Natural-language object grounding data
== Segment start ==
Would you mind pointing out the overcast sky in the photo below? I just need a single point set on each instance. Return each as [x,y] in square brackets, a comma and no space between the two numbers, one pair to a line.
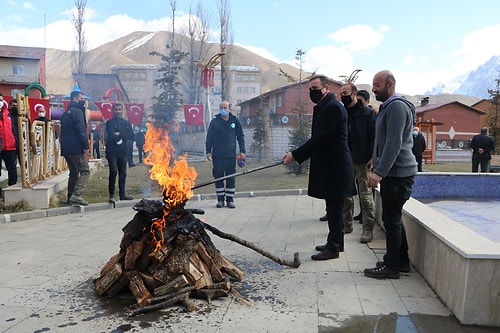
[423,42]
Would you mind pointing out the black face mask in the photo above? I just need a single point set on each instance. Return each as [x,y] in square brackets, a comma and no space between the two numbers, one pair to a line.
[346,100]
[81,104]
[315,95]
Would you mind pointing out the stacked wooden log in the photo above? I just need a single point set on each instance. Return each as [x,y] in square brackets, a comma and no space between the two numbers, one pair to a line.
[182,265]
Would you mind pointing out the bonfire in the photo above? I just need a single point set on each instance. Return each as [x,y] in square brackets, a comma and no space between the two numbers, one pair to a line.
[166,256]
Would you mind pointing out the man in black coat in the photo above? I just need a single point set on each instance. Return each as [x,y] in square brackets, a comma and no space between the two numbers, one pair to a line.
[118,133]
[331,175]
[482,145]
[75,147]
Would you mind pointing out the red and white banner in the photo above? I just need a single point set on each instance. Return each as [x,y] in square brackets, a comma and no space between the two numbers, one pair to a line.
[106,109]
[35,104]
[193,113]
[135,113]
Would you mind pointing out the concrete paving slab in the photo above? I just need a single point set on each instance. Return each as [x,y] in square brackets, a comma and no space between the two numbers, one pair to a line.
[49,263]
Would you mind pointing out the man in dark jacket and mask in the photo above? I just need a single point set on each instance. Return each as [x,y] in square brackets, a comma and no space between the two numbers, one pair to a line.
[361,134]
[118,133]
[331,175]
[75,147]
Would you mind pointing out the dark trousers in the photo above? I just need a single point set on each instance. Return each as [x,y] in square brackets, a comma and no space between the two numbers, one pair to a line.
== Segment end ==
Exercise objective:
Set each line of the records down again exactly as it reads. Omit the pictures.

Output below:
Would you mind pointing out the overcast sky in the photo below? I just need a single point set on each instance. Return each as [x,y] in square brackets, a comma and no space between the two numbers, one pair to a line.
[423,42]
Would you mind pointing out the black face mask in the photo above? I just need a single point set on each instance. Return each as [x,y] in square brackets, a comma and no space between the two numbers, one pair to a line.
[346,100]
[81,104]
[315,95]
Would you mind pointing out the stacked wooden log in the photo above? I just need a single point set on each instance. Return each as [x,y] in square brackets, a comma and no space between the two numbers, one pair to a line.
[182,265]
Would you mind pointing out the bonfire in the photo above? I just need a single point set on each instance. Return each as [x,y] in square brackets, a comma and no space between the two numbers, one pair to a line.
[166,256]
Would you mind pointing out the man in black coat in the photo above? I just need a single point set on each instance. Return each as [x,y] in square brackets, a comma and no space between the two numbers, one pair to a line.
[118,133]
[331,175]
[482,145]
[75,147]
Would you mind pointing out the red and white banner in the photo above? I just need a single point set on each instance. Return each as [x,y] in square brackets, a comma and no space between the two numbers, one pair to a line.
[106,109]
[35,104]
[193,113]
[135,113]
Would you mind pointing out the concrete paving slab in the photo above? I just need a single point set on each instance. Return each as [x,y] in square brackets, a comma and no space between the two numbers, one pair to a line.
[49,263]
Would you mind pointing out the man in dark jacket and mask in the photo above? I just need a single point set on each instance. Return each as [x,y] in square brackets, a comma and no space between the two numbers, one pair to a line.
[361,134]
[118,133]
[331,175]
[75,147]
Would you mind pointing out the dark trousers in the photo above? I just need a single point set on each instance. Return each as [x,y] in square brackets, a comma and no space between the two numbers, one pair to a line.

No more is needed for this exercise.